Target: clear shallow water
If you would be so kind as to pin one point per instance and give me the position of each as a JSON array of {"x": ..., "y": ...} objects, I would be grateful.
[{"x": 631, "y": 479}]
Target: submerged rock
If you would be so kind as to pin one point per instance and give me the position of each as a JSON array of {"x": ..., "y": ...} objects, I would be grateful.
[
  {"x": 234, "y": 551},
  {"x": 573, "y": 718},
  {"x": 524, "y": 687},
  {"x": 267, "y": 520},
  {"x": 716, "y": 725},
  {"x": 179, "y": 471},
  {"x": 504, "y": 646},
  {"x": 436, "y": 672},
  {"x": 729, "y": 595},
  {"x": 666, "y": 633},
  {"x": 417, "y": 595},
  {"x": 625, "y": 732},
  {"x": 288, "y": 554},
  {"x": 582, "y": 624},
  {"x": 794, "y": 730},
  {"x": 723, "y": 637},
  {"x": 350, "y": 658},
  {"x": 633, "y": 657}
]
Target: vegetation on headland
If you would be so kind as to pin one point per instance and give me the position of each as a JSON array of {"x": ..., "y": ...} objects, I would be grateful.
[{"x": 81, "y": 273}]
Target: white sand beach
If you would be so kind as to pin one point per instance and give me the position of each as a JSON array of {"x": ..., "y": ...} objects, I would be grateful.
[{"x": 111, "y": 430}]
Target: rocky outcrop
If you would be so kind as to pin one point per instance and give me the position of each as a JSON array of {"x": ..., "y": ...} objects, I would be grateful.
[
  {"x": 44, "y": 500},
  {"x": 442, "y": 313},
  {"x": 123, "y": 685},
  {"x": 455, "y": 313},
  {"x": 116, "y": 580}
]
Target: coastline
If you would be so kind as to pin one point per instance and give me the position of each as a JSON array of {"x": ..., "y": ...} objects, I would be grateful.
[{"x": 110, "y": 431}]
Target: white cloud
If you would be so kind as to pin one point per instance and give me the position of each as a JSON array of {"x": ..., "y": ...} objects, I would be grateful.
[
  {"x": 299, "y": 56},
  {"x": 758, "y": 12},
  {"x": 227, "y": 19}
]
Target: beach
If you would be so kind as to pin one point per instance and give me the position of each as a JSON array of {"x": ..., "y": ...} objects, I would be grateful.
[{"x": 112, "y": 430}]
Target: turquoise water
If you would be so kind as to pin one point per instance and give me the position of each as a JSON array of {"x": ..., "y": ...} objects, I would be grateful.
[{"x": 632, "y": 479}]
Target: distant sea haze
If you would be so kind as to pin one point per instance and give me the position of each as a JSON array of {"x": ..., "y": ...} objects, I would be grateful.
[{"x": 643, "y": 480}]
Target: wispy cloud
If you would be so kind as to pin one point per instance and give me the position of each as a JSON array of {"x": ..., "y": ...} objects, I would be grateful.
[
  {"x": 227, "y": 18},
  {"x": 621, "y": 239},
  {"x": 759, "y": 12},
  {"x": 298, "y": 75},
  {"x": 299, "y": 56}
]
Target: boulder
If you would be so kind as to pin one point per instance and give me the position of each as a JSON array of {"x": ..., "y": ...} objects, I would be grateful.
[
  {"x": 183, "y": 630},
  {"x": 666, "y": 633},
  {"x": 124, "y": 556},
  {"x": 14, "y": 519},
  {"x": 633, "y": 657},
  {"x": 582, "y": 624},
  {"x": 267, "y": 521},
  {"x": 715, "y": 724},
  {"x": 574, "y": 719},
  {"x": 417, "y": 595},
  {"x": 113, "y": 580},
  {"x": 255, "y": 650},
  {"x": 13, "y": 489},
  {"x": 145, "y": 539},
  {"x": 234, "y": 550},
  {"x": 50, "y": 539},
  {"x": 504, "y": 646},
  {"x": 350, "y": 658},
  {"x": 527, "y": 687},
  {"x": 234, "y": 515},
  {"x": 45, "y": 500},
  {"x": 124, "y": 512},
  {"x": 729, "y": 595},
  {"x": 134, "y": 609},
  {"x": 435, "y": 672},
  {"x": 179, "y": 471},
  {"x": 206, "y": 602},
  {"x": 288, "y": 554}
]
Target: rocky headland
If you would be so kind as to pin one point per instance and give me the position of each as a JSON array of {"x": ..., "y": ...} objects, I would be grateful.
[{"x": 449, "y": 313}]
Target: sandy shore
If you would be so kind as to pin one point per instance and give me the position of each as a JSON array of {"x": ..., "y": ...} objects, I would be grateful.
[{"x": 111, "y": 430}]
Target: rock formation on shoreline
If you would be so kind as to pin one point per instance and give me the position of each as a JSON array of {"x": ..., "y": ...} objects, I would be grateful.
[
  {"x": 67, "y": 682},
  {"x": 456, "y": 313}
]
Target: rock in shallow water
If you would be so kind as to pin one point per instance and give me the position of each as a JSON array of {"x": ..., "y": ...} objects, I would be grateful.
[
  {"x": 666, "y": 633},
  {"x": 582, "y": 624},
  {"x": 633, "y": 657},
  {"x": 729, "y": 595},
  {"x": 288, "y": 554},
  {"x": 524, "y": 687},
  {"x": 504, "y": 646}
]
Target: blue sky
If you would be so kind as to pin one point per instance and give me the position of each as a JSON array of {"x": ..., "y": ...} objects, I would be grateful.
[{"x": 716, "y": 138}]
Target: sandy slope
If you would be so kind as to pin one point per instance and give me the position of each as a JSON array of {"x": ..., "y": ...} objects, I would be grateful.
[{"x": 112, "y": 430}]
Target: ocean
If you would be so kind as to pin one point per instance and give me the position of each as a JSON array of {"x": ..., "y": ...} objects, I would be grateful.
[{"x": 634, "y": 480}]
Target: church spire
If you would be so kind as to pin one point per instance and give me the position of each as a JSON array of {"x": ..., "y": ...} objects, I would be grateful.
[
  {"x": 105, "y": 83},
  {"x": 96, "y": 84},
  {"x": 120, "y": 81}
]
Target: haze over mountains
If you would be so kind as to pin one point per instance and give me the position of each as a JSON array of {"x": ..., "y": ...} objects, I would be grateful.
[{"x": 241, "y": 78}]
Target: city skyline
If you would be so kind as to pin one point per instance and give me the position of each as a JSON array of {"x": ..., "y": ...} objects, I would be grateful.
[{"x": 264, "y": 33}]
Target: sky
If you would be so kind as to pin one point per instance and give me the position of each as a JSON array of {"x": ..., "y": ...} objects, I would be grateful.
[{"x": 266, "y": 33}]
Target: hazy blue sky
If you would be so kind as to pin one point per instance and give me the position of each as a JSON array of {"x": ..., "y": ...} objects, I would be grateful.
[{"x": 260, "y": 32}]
────────────────────────────────────────
Your task:
Starting at the line containing "Target: sky", reproduce the material verbatim through its final line, including both the first and last lines.

The response:
Target: sky
If you would be so kind as to pin one point per instance and give me the position of each as a JSON array of {"x": ..., "y": ...} objects, I would be grateful.
[{"x": 266, "y": 33}]
Target: hazy blue sky
If you would be so kind as to pin one point per instance and give me the position of each as a JSON array of {"x": ..., "y": ...} objects, I would be grateful.
[{"x": 260, "y": 32}]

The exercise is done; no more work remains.